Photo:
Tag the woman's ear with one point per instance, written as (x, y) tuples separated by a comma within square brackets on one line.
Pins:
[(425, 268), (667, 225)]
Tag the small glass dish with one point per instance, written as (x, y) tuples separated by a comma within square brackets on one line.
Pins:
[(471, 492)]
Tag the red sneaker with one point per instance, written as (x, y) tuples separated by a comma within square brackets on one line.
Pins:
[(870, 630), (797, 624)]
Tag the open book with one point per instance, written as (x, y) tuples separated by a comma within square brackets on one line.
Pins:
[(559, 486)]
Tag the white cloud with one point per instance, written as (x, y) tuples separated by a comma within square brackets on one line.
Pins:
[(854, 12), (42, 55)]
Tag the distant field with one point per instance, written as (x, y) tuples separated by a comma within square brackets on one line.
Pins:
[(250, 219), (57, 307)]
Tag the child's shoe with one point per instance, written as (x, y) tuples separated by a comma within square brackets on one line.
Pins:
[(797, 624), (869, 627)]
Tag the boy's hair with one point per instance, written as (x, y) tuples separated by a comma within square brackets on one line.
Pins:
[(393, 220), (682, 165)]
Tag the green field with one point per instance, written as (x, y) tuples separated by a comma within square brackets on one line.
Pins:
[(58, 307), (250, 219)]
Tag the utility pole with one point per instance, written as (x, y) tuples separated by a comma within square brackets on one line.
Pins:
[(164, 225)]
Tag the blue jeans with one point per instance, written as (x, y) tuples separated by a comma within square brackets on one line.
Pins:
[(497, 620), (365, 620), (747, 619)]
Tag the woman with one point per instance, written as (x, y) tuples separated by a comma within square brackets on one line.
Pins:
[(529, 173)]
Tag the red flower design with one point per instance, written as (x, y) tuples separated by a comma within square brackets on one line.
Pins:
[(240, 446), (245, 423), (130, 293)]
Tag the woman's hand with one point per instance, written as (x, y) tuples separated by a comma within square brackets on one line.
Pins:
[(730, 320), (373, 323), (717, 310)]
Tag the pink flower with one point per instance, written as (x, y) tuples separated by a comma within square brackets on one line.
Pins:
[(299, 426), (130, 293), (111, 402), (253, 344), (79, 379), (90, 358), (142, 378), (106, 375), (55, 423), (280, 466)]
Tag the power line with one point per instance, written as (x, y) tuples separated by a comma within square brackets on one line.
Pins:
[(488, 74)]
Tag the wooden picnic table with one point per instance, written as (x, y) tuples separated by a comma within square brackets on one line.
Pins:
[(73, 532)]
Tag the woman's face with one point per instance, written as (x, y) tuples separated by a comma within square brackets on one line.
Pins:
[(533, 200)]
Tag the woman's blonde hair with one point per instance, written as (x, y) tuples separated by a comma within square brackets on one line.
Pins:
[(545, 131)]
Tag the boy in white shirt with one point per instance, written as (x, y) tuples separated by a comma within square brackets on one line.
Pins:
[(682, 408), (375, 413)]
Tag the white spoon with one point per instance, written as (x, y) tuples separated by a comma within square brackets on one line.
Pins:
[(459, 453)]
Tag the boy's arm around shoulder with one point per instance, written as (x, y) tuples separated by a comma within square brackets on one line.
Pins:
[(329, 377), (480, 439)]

= What you are asked to do =
Output each line of the material above as a JSON array of strings, one string per line, skipping any blank lines.

= Complete output =
[
  "Photo:",
  "Tag the woman's ear with one point per instance, written as (x, y) tuples separated by a comma within square brackets on one line.",
  "Pins:",
  "[(425, 268), (667, 225)]",
  "Tag the small glass dish with one point per instance, written as (x, y) tuples separated by a comma within square brackets on one line.",
  "Pins:",
  "[(471, 492)]",
  "Tag the red sneaker with one point per instance, written as (x, y) tuples separated by a comma within square brackets on one line.",
  "Pins:",
  "[(870, 630), (797, 624)]",
  "Tag the open book with one point per instance, written as (x, y) tuples separated by a comma within square brackets on one line.",
  "Pins:",
  "[(559, 486)]",
  "Tag the white cloud with one point per instance, written as (x, y) tuples separated by a comma within square brackets on one line.",
  "Pins:",
  "[(854, 12), (42, 55)]",
  "Tag the distant field with one point per instance, written as (x, y) tuples separated by a comma within square brackets on one line.",
  "Pins:",
  "[(250, 219), (57, 307)]",
  "Tag the child's shoe with one point per instance, written as (x, y) tuples separated by a comma within square brackets on one line.",
  "Pins:",
  "[(797, 624), (869, 627)]",
  "Tag the boy's hair with one point per instance, written as (x, y) tuples separated by a comma within square brackets on one line.",
  "Pins:",
  "[(393, 220), (682, 165)]",
  "Tag the green field with one point per instance, written as (x, y) tuples separated by a comma within square brackets on one line.",
  "Pins:",
  "[(58, 307), (250, 219)]",
  "Tag the utility pole with one point per instance, written as (x, y) tuples separated by a comma within square brackets on one line.",
  "Pins:",
  "[(164, 225)]",
  "Tag the blue jeans with one point per instance, written as (x, y) tuples separated by a comma within square brackets on one line.",
  "Pins:",
  "[(497, 620), (365, 620), (747, 619)]",
  "Tag the woman with one point per instance, written as (x, y) tuples separated by a comma within square brackets on one line.",
  "Pins:",
  "[(529, 173)]",
  "Tag the red flower design with one point per instance, written as (x, y) tuples separated by a comma within square brackets on one line.",
  "Pins:",
  "[(240, 446), (245, 423), (130, 293)]",
  "Tag the woman's hand with one point per instance, written as (x, y) tuples separated by a comma within square brackets on one line.",
  "Pins:",
  "[(730, 320), (373, 323), (717, 310)]",
  "Tag the pink flower with one point per instance, written as (x, y) tuples separated by a comma within square brackets on one line.",
  "Pins:",
  "[(299, 426), (130, 293), (111, 402), (253, 344), (79, 379), (90, 358), (142, 378), (106, 375), (55, 423), (280, 466)]",
  "Tag the power line with one point per instance, written as (x, y) tuples separated by a comma within square brackets on one line.",
  "Pins:",
  "[(488, 74)]",
  "Tag the wooden picnic table with one point per instance, written as (x, y) tuples separated by a comma within square brackets on one line.",
  "Pins:",
  "[(73, 532)]",
  "Tag the woman's face with one point per instance, written as (x, y) tuples separated by a comma within square brackets on one line.",
  "Pins:",
  "[(533, 200)]",
  "Tag the woman's blonde hair with one point per instance, written as (x, y) tuples separated by a comma within square brackets on one line.",
  "Pins:",
  "[(545, 131)]",
  "Tag the boy in white shirt with one point per instance, written as (x, y) tuples separated by a comma within square brackets on one line.",
  "Pins:",
  "[(682, 408), (375, 413)]",
  "Tag the white spoon with one point per instance, written as (x, y) tuples separated by a comma within square brackets on one line.",
  "Pins:",
  "[(459, 453)]",
  "Tag the boy's arm around shoulder with one point per instance, written as (x, y) tuples separated by a comma within square brackets on one line.",
  "Pins:",
  "[(329, 377), (480, 439)]"
]